>> start

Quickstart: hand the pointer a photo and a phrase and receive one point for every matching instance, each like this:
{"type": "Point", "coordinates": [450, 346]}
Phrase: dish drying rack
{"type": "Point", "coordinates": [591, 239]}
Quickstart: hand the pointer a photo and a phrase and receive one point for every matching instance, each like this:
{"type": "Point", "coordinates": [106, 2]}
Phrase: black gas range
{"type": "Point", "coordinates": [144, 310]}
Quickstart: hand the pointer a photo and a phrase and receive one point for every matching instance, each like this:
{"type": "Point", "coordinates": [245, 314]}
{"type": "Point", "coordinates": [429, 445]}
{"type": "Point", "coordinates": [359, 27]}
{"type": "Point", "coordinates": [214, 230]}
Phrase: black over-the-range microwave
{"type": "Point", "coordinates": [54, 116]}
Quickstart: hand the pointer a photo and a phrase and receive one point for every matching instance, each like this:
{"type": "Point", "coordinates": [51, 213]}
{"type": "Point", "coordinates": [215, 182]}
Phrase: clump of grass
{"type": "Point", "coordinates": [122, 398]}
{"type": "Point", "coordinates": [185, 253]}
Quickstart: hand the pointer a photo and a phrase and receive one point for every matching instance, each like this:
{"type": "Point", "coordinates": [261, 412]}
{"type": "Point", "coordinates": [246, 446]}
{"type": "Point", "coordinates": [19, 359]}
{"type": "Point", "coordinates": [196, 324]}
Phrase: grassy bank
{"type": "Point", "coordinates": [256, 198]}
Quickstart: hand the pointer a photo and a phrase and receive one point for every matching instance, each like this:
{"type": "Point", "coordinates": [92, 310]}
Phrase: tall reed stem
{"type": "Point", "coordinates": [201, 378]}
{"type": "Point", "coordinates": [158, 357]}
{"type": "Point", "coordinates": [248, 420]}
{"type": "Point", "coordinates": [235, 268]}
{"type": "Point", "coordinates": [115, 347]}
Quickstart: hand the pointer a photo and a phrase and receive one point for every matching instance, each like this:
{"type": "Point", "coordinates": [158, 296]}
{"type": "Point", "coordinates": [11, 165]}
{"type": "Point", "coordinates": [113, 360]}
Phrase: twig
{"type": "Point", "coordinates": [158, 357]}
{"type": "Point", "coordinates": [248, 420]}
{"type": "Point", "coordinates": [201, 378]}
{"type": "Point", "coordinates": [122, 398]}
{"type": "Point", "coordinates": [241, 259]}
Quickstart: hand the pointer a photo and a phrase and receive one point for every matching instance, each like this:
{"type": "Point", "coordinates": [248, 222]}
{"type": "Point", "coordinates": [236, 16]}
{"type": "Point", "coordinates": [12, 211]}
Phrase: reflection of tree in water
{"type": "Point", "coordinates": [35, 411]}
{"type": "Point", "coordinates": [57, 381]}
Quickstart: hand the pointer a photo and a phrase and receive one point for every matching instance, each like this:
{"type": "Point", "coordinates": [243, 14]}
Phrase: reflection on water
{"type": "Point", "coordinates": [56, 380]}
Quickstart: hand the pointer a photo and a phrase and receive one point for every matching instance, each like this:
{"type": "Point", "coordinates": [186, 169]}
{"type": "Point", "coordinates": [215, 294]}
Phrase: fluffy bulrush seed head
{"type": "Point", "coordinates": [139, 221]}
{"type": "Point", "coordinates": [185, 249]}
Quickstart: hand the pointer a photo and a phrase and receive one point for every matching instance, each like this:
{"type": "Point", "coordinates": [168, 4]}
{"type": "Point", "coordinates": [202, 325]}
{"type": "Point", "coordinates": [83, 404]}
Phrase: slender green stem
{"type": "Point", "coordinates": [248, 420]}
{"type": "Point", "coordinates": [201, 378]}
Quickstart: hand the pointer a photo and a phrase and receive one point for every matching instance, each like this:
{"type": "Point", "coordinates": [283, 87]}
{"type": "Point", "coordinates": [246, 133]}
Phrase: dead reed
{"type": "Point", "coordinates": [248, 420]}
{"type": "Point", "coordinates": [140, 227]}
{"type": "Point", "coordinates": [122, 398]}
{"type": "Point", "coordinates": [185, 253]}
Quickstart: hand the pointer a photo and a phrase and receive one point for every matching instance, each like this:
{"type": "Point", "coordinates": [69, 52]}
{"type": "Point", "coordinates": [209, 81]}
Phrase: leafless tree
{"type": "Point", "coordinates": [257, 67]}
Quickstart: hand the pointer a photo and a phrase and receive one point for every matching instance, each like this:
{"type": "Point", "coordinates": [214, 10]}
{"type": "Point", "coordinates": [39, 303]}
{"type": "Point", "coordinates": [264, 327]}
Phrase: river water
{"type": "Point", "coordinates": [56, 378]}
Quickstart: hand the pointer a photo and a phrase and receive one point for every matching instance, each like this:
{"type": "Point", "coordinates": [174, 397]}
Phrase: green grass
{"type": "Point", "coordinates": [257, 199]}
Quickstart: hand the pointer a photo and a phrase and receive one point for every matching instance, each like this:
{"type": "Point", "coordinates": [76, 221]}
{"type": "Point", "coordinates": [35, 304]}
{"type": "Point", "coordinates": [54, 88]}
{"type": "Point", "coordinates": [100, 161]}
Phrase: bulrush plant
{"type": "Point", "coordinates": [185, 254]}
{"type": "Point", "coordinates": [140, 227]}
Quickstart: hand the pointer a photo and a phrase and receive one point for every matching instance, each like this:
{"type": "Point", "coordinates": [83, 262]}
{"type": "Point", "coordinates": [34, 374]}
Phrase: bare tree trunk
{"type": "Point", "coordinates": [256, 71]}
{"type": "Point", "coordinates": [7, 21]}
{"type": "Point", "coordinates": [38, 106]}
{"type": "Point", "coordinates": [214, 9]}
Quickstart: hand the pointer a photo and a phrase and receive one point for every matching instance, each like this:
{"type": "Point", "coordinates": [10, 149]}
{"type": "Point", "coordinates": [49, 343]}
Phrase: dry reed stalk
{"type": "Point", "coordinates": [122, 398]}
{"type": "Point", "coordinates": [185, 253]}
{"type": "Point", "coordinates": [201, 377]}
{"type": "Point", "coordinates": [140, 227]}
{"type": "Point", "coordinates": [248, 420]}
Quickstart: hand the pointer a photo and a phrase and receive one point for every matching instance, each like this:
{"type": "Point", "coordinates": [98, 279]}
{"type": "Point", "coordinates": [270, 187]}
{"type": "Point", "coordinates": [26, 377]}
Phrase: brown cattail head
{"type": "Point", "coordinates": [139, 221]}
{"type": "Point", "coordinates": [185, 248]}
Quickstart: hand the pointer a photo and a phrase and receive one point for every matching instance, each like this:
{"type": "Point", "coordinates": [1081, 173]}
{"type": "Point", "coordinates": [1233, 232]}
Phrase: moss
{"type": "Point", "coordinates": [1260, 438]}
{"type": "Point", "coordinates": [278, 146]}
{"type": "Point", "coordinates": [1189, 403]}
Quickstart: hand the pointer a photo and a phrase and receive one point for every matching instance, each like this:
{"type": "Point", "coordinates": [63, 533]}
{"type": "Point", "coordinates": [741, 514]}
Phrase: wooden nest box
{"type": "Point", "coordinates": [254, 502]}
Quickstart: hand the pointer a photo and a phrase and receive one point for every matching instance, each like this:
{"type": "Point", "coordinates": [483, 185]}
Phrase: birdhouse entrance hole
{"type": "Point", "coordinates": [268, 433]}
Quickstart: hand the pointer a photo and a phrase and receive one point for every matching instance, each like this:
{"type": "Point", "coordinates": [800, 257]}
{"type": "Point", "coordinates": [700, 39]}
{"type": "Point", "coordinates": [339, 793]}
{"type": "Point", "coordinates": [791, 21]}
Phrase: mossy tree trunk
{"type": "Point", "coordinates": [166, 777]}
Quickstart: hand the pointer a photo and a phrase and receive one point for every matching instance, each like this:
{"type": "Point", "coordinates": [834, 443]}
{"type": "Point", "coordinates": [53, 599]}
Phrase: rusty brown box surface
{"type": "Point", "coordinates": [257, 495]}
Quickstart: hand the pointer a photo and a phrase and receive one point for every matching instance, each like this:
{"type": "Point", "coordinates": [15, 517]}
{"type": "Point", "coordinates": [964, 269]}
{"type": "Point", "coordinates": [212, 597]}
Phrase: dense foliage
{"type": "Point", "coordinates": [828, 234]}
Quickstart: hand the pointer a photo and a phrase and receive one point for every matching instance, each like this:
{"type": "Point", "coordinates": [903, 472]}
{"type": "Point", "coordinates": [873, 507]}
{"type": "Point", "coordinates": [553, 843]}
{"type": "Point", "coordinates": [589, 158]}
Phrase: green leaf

>> end

How many lines of the material above contain the string "stem", matching case exactly? Reply with the number only.

**FINAL ANSWER:**
2